WORUM ES GEHT:
Sammle aus den Zeilen unten jede, in der die Zeichenfolge „plate“ vorkommt, und gib sie wortgetreu wieder. Achte dabei auf Groß- und Kleinschreibung.

※ ※ ※

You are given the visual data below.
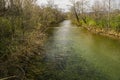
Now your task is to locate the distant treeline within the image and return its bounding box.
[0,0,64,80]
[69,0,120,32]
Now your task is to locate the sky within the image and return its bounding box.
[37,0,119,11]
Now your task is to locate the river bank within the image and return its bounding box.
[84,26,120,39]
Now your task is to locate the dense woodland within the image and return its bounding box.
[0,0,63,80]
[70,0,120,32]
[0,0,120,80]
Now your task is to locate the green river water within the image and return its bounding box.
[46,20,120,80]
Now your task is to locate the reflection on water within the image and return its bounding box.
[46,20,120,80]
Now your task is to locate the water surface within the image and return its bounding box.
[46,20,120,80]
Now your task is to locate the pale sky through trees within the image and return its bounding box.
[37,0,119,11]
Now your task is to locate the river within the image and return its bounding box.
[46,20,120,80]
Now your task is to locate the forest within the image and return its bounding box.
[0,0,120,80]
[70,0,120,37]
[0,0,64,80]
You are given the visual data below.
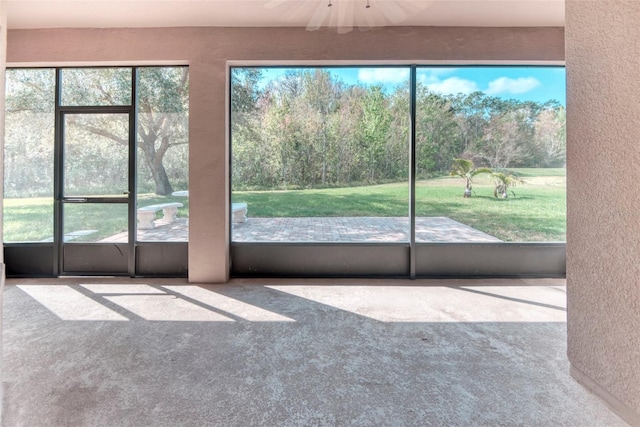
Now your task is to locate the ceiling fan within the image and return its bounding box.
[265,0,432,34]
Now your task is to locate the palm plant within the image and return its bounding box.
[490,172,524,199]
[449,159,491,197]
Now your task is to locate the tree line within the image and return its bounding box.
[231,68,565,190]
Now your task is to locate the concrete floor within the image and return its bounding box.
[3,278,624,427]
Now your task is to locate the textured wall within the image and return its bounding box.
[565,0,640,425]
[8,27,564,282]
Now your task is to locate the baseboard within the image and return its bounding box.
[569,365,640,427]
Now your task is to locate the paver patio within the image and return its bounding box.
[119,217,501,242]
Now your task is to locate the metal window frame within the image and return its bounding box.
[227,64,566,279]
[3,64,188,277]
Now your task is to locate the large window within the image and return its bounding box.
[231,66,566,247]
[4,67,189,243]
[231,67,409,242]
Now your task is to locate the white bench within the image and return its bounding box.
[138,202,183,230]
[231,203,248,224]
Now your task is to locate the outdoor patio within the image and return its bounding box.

※ ※ ※

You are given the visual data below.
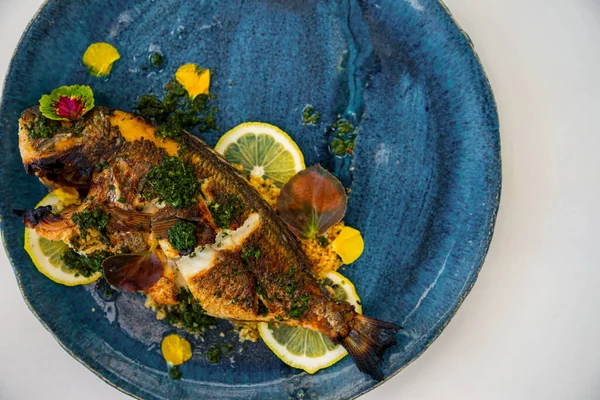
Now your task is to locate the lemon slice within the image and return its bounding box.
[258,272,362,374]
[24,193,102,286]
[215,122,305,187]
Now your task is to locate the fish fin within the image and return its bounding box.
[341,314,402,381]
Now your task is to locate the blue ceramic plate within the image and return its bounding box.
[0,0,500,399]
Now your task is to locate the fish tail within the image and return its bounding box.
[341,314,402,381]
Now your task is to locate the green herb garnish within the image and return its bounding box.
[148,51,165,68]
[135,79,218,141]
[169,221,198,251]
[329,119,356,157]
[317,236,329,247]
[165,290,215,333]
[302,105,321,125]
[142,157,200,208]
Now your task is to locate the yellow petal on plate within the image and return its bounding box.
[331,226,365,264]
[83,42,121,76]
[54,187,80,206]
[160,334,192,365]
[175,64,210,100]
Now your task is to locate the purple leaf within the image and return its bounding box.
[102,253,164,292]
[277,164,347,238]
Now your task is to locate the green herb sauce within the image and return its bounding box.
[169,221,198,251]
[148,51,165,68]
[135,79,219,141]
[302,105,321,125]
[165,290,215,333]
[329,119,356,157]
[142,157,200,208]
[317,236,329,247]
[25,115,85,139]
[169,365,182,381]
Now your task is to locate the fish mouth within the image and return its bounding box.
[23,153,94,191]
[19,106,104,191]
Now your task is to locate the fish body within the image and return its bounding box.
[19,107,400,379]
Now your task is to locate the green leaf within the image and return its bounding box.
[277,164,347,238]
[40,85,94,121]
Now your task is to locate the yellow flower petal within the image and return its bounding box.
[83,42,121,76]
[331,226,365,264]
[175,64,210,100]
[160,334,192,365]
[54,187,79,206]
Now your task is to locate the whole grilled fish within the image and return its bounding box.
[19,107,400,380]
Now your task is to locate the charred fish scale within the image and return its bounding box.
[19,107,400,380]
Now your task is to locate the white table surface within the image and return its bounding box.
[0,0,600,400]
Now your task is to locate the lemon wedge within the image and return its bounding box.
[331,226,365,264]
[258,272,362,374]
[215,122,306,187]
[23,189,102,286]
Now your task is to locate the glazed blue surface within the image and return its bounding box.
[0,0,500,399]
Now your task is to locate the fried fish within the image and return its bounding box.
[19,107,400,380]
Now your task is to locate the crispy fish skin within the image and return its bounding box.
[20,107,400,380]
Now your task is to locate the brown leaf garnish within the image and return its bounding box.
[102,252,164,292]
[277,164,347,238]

※ ※ ※

ERGEBNIS:
Now your task is to locate the blue ceramic plate within the image and return its bounding box.
Now your task is to locate the yellow petal on plate within the image and return its bounding box.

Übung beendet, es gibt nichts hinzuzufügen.